◆ SELECTED PASSAGE
——————————

= Tirtha (Hinduism) =

Sanskrit term denoting Hindu pilgrimage sites

Tirtha (तीर्थ, ) is a Sanskrit word that means "crossing place, ford", and refers to any place, text or person that is holy. It particularly refers to pilgrimage sites and holy places in Hinduism, Buddhism, and Jainism.

The process or journey associated with tirtha is called tirtha-yatra, while alternate terms such as kshetra, gopitha and mahalaya are used in some Hindu traditions to refer to a "place of pilgrimage".

==Tirtha==

Tirtha: Holy Pilgrimage

Tirtha are of three kinds,
Jangam Tirtha is to a place movable,
  of a sadhu, a rishi, a guru,
Sthawar Tirtha is to a place immovable,
  like Benaras, Hardwar, Mount Kailash, holy rivers,
Manas Tirtha is to a place of mind,
  of truth, charity, patience, compassion, soft speech, soul.

— —Skanda Purana

Tīrtha (तीर्थ) literally means "a ford, a "crossing place" in the sense of "transition or junction". Tirtha is a spiritual concept in Hinduism, particularly as a "pilgrimage site", states Axel Michaels, that is a holy junction between "worlds that touch and do not touch each other". The word also appears in ancient and medieval Hindu texts to refer to a holy person, or a holy text with something that can be a catalyst for a transition from one state of existence to another. It is, states Knut A. Jacobsen, anything that has a salvific value to a Hindu, and includes pilgrimage sites such as mountains or forests or seashore or rivers or ponds, as well as virtues, actions, studies or state of mind. Tirtha can be an actual physical sacred location in Hindu traditions, or a metaphorical term referring to meditation where the person travels to an intellectual sacred mind state such as of "truth, forgiveness, kindness, simplicity and such". Tirtha in Hindu texts, states Bhardwaj, is "one of the many ways toward self-realization and bliss". The field of our state of mind is the body, mind, intellect and ego, a quadripartite. Yoga prepares the field to understand God (God's grace). Antahkarana is the levels of mental layers and, or including mental body.

——————————

Write the next part of the article on tirtha in Hinduism, picking up after its final sentence. The data after this point comes from a separate source.

——————————

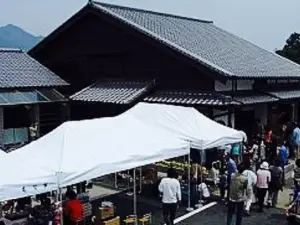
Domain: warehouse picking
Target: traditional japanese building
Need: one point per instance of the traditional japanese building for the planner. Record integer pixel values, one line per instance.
(29, 97)
(114, 57)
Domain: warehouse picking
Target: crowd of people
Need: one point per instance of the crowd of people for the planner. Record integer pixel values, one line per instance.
(250, 174)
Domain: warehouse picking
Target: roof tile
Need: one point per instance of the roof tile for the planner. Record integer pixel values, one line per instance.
(190, 98)
(113, 91)
(206, 43)
(18, 69)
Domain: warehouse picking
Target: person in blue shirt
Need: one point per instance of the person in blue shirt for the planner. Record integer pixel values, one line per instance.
(232, 168)
(283, 155)
(296, 139)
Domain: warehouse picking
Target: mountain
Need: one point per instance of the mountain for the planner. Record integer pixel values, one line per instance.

——————————

◆ OUTPUT FOR THIS TASK
The word Tirtha is found in the oldest layer, that is the Samhita of the Rigveda as well as other Vedas. In the hymns of Rigveda, such as 1.169.6 and 4.29.3, the context suggests that the word means "a way or road". In other hymns of Rigveda such as 8.47.11, states Kane, the context suggests the term means "a ford in the river". Yet, in other cases, Tirtha refers to any holy place, such as by the sea, or a place that connects a sacrificial ground (Yajna) to the outside. Later texts use the word Tirtha to refer to any spot, locality or expanse of water where circumstances or presence of great sages or gurus has made special.

In the Upanishads, states Diana L. Eck, the "crossing over" refers to the "spiritual transition and transformation from this world to the world of Brahman, the Supreme, the world illumined by the light of knowledge". The emphasis in the Upanishads, in Tirtha context is on spiritual knowledge, instead of rituals, and this theme appears in the Hindu epics as well.

===Holy sites===

The Dharmasastras and the Puranas, states Kane, assert numerous descriptors for what is holy, including all mountains, all of Himalayas, all rivers, lakes, dwellings of Rishis (sages), temples, cowpens, great forests, and all seas. This tradition traces back to the Rigveda, where Aranyani (large forest) is referred to as a deity. The reverence for rivers and water bodies is traceable to the Nadi Stuti, or the river-hymn, in hymn 10.75 of the Rigveda.

Pilgrimage sites are not prominent in Dharmasastras such as Manusmriti and Yajnavalkya Smriti, but they are found in the epic Mahabharata and the Puranas. Most Puranas include large sections on Tirtha Mahatmya along with tourist guides, which describe sacred sites and places to visit, particularly the Padma Purana, Skanda Purana, Vayu Purana, Kurma Purana, Bhagavata Purana, Narada Purana, Devi Bhagavata Purana, Vamana Purana, Linga Purana, Brahma Purana, Brahmanda Purana and Bhavishya Purana.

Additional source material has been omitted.